* WORK TO DO *
Convert every line of the entries below into a JSON list of strings, one string per line, with blank lines omitted.

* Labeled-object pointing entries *
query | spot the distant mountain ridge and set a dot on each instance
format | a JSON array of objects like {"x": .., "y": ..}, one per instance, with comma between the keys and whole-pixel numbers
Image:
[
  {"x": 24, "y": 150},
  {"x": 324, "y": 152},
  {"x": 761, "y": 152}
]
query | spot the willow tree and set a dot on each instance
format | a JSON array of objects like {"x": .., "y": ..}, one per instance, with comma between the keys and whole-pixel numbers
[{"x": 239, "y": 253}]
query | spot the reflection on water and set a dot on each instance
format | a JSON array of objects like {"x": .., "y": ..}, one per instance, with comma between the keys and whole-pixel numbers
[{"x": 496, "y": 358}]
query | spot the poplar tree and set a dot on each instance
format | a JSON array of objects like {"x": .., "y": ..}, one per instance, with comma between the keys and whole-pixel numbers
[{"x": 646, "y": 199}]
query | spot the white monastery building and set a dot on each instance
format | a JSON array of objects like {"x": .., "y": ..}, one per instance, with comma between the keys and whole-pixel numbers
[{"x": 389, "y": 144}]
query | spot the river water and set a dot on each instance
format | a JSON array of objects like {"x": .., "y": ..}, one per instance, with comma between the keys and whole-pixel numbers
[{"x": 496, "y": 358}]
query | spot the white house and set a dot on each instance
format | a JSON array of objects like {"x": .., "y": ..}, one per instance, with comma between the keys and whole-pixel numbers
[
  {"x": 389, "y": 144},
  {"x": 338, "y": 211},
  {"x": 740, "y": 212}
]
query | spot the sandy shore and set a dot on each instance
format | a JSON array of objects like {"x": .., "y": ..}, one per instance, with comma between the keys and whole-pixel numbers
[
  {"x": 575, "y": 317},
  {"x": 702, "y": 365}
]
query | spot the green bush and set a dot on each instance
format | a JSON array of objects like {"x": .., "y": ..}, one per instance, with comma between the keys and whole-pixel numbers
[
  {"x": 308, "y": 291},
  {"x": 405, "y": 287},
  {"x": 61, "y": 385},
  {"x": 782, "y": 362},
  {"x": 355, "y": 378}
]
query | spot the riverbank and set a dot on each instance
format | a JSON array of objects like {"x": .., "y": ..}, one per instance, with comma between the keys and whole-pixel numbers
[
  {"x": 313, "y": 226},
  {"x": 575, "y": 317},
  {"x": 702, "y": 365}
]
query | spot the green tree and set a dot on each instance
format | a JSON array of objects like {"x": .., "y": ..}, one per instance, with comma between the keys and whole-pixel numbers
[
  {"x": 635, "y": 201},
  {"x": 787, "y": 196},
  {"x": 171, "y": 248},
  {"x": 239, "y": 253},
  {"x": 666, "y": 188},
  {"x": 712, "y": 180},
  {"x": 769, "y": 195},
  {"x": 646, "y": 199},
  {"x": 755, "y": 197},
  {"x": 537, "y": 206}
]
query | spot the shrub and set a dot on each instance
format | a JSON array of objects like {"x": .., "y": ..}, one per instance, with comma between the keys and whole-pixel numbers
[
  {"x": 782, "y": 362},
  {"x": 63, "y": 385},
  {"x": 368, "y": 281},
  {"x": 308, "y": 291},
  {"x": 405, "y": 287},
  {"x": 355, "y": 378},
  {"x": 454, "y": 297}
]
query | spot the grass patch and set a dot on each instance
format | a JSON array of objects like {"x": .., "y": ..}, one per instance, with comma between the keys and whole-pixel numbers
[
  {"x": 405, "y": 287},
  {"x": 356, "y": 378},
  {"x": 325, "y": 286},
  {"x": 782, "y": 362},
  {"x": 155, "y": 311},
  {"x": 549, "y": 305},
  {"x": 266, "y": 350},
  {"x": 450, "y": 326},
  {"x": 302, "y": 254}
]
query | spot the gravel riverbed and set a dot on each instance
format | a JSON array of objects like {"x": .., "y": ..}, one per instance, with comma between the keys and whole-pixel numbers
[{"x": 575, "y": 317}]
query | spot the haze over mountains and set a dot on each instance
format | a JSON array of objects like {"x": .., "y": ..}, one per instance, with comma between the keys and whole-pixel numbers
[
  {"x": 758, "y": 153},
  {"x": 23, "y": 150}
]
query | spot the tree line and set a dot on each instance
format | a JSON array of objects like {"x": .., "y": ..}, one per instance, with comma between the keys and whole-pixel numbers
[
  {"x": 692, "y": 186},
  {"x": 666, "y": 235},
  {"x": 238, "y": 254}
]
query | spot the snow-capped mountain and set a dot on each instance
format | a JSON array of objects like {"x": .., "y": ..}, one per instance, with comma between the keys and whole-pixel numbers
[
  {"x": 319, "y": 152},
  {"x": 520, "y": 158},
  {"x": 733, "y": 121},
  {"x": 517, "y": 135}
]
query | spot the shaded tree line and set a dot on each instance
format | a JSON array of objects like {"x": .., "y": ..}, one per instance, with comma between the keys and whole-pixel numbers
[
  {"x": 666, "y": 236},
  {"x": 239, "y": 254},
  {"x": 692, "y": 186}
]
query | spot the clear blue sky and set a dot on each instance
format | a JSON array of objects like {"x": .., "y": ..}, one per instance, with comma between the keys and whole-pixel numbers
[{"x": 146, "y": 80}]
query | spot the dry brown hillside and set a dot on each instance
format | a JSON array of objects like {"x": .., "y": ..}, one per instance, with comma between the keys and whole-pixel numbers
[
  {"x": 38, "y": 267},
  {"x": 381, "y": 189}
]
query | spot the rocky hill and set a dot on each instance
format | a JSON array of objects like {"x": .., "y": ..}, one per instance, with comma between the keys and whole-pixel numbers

* EXERCISE SOLUTION *
[
  "query | spot the distant mountain ridge and set a dot on each instance",
  "format | a JSON array of objects like {\"x\": .., \"y\": ..}, one per instance, with comma between the keys and whole-pixel numbers",
  "Image:",
  "[",
  "  {\"x\": 24, \"y\": 150},",
  "  {\"x\": 324, \"y\": 152},",
  "  {\"x\": 761, \"y\": 152}",
  "]",
  "query | spot the willow tree and set a dot on each instance",
  "format | a JSON array of objects like {\"x\": .., \"y\": ..}, one per instance, with comma between the keys and whole-pixel numbers",
  "[{\"x\": 239, \"y\": 253}]",
  "query | spot the reflection on water and set a dot on each instance",
  "format | a JSON array of objects like {\"x\": .., \"y\": ..}, one per instance, with comma between the keys and whole-pixel numbers",
  "[{\"x\": 496, \"y\": 358}]",
  "query | spot the poplar tree and set a dot on each instance",
  "format | a JSON array of objects like {\"x\": .., \"y\": ..}, one per instance, with comma between the keys and whole-pixel numbers",
  "[{\"x\": 646, \"y\": 199}]",
  "query | spot the white monastery building and set a dot on each instance",
  "format | a JSON array of objects like {\"x\": .., \"y\": ..}, one per instance, with comma between the keys and whole-pixel numbers",
  "[{\"x\": 389, \"y\": 144}]",
  "query | spot the river water and set a dot on each instance",
  "format | a JSON array of objects like {\"x\": .., \"y\": ..}, one per instance, with comma between the keys and whole-pixel numbers",
  "[{\"x\": 496, \"y\": 358}]",
  "query | spot the white house and set a dot on each instance",
  "format | a JSON array of objects like {\"x\": .., \"y\": ..}, one per instance, with comma between the keys and whole-pixel numbers",
  "[",
  "  {\"x\": 389, \"y\": 144},",
  "  {\"x\": 338, \"y\": 211},",
  "  {\"x\": 740, \"y\": 212}",
  "]",
  "query | spot the sandy shore and set a dot on each instance",
  "format | a JSON array of objects like {\"x\": .., \"y\": ..}, one per instance, with comma between the keys and whole-pixel numbers",
  "[",
  "  {\"x\": 575, \"y\": 317},",
  "  {\"x\": 702, \"y\": 365}",
  "]",
  "query | spot the green bush and set a dot on each instance",
  "format | a JSON array of objects like {\"x\": .., \"y\": ..}, one per instance, with comma between the keys and whole-pixel numbers",
  "[",
  "  {\"x\": 308, \"y\": 291},",
  "  {\"x\": 405, \"y\": 287},",
  "  {\"x\": 61, \"y\": 385},",
  "  {\"x\": 782, \"y\": 362},",
  "  {\"x\": 355, \"y\": 378}",
  "]",
  "query | spot the riverbank and set a dot on each instance",
  "format | a JSON array of objects like {\"x\": .., \"y\": ..}, one per instance, with comma between the keys and whole-pixel numbers",
  "[",
  "  {\"x\": 313, \"y\": 226},",
  "  {\"x\": 575, \"y\": 317},",
  "  {\"x\": 702, \"y\": 365}",
  "]",
  "query | spot the green tree and set a dot on each instance",
  "format | a JSON array of objects like {\"x\": .., \"y\": ..}, one per instance, with comma between the keys and whole-pixel numbers",
  "[",
  "  {\"x\": 635, \"y\": 201},",
  "  {\"x\": 787, \"y\": 196},",
  "  {\"x\": 171, \"y\": 248},",
  "  {\"x\": 239, \"y\": 253},",
  "  {\"x\": 666, \"y\": 188},",
  "  {\"x\": 712, \"y\": 180},",
  "  {\"x\": 769, \"y\": 195},",
  "  {\"x\": 646, \"y\": 199},",
  "  {\"x\": 755, \"y\": 197},",
  "  {\"x\": 537, \"y\": 206}",
  "]",
  "query | spot the shrub and set a dot on each instance",
  "format | a JSON array of objects like {\"x\": .., \"y\": ..}, one per instance, with comma between the keys and whole-pixel numbers",
  "[",
  "  {\"x\": 782, \"y\": 362},",
  "  {\"x\": 63, \"y\": 385},",
  "  {\"x\": 368, \"y\": 281},",
  "  {\"x\": 308, \"y\": 291},",
  "  {\"x\": 405, \"y\": 287},",
  "  {\"x\": 355, \"y\": 378},",
  "  {\"x\": 454, \"y\": 297}",
  "]",
  "query | spot the grass patch and set a dot on each instance",
  "format | a JSON array of objects like {\"x\": .., \"y\": ..}, one per instance, with comma between the keys and whole-pixel numbers",
  "[",
  "  {\"x\": 405, \"y\": 287},",
  "  {\"x\": 356, \"y\": 378},",
  "  {\"x\": 325, \"y\": 286},",
  "  {\"x\": 782, \"y\": 362},",
  "  {\"x\": 155, \"y\": 311},",
  "  {\"x\": 549, \"y\": 305},",
  "  {\"x\": 266, \"y\": 350},",
  "  {\"x\": 450, \"y\": 326},",
  "  {\"x\": 302, \"y\": 254}",
  "]",
  "query | spot the gravel riverbed and set a dot on each instance",
  "format | a JSON array of objects like {\"x\": .., \"y\": ..}, one per instance, with comma between the keys and whole-pixel numbers",
  "[{\"x\": 575, \"y\": 317}]",
  "query | spot the haze over mountains and set a dot on each instance",
  "format | a JSON array of objects like {\"x\": .., \"y\": ..}, one per instance, with comma between the keys and whole-pixel numbers",
  "[",
  "  {\"x\": 758, \"y\": 153},",
  "  {\"x\": 23, \"y\": 150}",
  "]",
  "query | spot the tree line and set a dot on each instance",
  "format | a JSON array of objects like {\"x\": .., \"y\": ..}, one per instance, with comma between the keys and whole-pixel numbers",
  "[",
  "  {\"x\": 692, \"y\": 186},",
  "  {\"x\": 666, \"y\": 235},",
  "  {\"x\": 238, \"y\": 254}",
  "]",
  "query | spot the snow-capped mountain and set a dot on each instance",
  "format | a JSON array of objects like {\"x\": .., \"y\": ..}, one per instance, with comma between the keys and whole-pixel numbers",
  "[",
  "  {\"x\": 319, \"y\": 152},",
  "  {\"x\": 520, \"y\": 158},",
  "  {\"x\": 733, \"y\": 121},",
  "  {\"x\": 517, \"y\": 135}",
  "]",
  "query | spot the shaded tree line and set a dot on each instance",
  "format | a JSON array of objects like {\"x\": .., \"y\": ..}, one per instance, with comma between the keys and whole-pixel numbers",
  "[",
  "  {\"x\": 666, \"y\": 236},",
  "  {\"x\": 239, \"y\": 254},",
  "  {\"x\": 692, \"y\": 186}",
  "]",
  "query | spot the clear blue sky and set a dot on each instance",
  "format | a JSON array of objects like {\"x\": .., \"y\": ..}, one per instance, with comma between the keys and whole-pixel numbers",
  "[{\"x\": 146, \"y\": 80}]",
  "query | spot the dry brown hillside and set a dot on each instance",
  "format | a JSON array of objects like {\"x\": .., \"y\": ..}, one per instance, with comma between the keys and whole-pixel numbers",
  "[",
  "  {\"x\": 38, \"y\": 267},",
  "  {\"x\": 381, \"y\": 189}",
  "]",
  "query | spot the rocky hill and set a dot on each instance",
  "format | a JSON array of objects like {\"x\": .., \"y\": ..}, one per instance, with comma between the keys and whole-pixel numbers"
]